#### [TRECHO APRESENTADO]
******************************

A engrenagem moral: ahimsa, satyagraha, swaraj e o “programa construtivo”
Quatro ideias sustentam o edifício gandhiano:
- Ahimsa (não-violência): não é passividade; é recusar-se a ferir, inclusive no discurso, e disciplinar o próprio corpo para que a ação política não reproduza a lógica do inimigo.
- Satyagraha (força da verdade): método ativo que busca a conversão do adversário – ou, ao menos, expõe a injustiça de modo incontestável. A eficácia vem da coragem pública de quem desobedece e aceita a pena, revelando o arbítrio.
- Swaraj (autogoverno): mais que independência formal, é autonomia pessoal e comunitária – daí a crítica ao maquinismo e à civilização do consumo em Hind Swaraj.
- Programa construtivo: um “currículo de cidadania” para o dia a dia – fiação de khadi, saneamento, educação básica, unidade intercomunitária, combate à intocabilidade, indústrias de aldeia, economia local. Em vez de esperar leis, Gandhi queria que as pessoas praticassem já a sociedade que desejavam.
Estratégias de mobilização: do sal ao tear, da aldeia à nação
Para estudantes, é didático observar como Gandhi transformou ideias em táticas:
- Símbolos acessíveis: o sal (imposto injusto que todos entendiam) e o khadi (roupa tecida à mão) criaram signos de pertencimento e resistência que qualquer pessoa podia adotar.
- Disciplina coletiva: marchas, piquetes, boicotes – tudo regido por códigos estritos de conduta. Violência isolada? Suspensão da campanha, mesmo a contragosto, para preservar o método.
- Jejum: arma moral perigosa, que exigia delicada leitura de contexto. Gandhi jejuava contra si mesmo e seus – um gesto que podia inspirar ou pressionar, e por isso é objeto de debate até hoje.

******************************

Escreva a continuação do texto sobre as ideias e estratégias de Gandhi a partir da última frase apresentada.

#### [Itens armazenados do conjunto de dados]

******************************

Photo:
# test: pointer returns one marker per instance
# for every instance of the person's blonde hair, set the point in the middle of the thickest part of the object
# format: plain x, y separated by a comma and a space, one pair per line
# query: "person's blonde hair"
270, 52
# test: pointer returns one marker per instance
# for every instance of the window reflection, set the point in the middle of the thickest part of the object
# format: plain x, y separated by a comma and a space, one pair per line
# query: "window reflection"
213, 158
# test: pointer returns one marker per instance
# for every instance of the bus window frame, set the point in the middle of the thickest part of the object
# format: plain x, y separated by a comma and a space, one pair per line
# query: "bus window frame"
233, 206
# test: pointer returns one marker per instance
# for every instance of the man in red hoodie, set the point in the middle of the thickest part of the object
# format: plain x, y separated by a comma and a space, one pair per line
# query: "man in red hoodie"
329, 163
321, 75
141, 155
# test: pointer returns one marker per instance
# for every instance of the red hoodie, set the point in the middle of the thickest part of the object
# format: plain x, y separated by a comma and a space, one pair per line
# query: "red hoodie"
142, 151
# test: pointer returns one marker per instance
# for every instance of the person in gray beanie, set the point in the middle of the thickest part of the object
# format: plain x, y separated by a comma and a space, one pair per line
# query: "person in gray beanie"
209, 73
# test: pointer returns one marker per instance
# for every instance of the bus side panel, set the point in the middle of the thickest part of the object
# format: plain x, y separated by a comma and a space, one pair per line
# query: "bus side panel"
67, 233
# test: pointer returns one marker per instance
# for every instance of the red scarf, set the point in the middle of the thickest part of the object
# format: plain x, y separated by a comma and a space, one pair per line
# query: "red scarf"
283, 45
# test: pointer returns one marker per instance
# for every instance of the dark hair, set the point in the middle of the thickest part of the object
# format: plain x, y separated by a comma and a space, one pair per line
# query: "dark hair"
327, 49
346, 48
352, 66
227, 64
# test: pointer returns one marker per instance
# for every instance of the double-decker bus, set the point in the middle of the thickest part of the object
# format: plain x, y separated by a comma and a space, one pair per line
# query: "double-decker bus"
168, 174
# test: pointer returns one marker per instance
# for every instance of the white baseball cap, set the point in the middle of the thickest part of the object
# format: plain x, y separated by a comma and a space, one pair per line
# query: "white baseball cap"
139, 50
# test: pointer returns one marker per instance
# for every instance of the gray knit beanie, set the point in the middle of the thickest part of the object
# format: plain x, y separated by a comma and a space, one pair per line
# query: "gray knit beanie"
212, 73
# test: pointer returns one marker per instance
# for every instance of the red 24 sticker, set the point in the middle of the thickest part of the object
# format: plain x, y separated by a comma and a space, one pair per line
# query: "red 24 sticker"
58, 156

******************************

#### [RESPOSTA DO EXERCÍCIO]
Críticas e controvérsias: entre o ideal e o real
Nenhuma figura histórica escapa a críticas – e Gandhi não é exceção:
- Casta e representação: Ambedkar denunciou o Poona Pact como derrota política dos dalits; para ele, sem instrumentos eleitorais próprios, igualdade material seria eternamente adiada. Esse debate é central para pensar cidadania substantiva.
- Racismo nos anos sul-africanos: as declarações iniciais de Gandhi sobre africanos negros são inaceitáveis e abriram, no século XXI, debates sobre estátuas e homenagens. Há evidências de mudança posterior de visão, mas o registro permanece e precisa ser estudado criticamente.
- Economia e modernização: sua crítica ao maquinismo e ênfase na aldeia foram questionadas por quem via na industrialização e em reformas estatais o caminho para romper desigualdades. Ainda assim, sua defesa da simplicidade, da sustentabilidade e da economia local ganhou nova força em debates contemporâneos.
Legado na Índia: independência, democracia e uma ética pública
O legado interno de Gandhi é inseparável da independência de 1947 e também do esforço por pacificar a transição mais violenta da história moderna do subcontinente. Sua influência permeou o movimento nacional, a linguagem política da Índia livre e a agenda social de reforma (ainda incompleta) – da luta contra a intocabilidade ao ideal de governo próximo das comunidades. Até hoje, o 2 de outubro é lembrado mundialmente como Dia Internacional da Não-Violência, reconhecimento global do método que ele encarnou.
Legado no mundo: de Atlanta a Joanesburgo, a força de um método
Nenhum líder fora da Índia apropriou-se tanto do método gandhiano quanto Martin Luther King Jr. O pastor de Atlanta viu em Gandhi “o método de reforma social” que faltava ao ideal cristão do amor: boicotes, marchas, prisões em massa para deslegitimar o regime segregacionista, sem reproduzir a violência. King visitou a Índia, escreveu sobre o “país de Gandhi” e sustentou, até o fim, que a não-violência era “a luz guia” do movimento. Essa ponte explica parte do século XX: de Montgomery a Washington, a gramática da satyagraha atravessou oceanos.
O assassinato: razões, autores e reverberações
A morte de Gandhi reúne elementos didáticos para analisar radicalização política. Nathuram Godse, ligado a círculos nacionalistas hindus, via em Gandhi um obstáculo a uma Índia unida sob uma identidade exclusiva; responsabilizava-o por concessões a muçulmanos e pelo sofrimento da Partição.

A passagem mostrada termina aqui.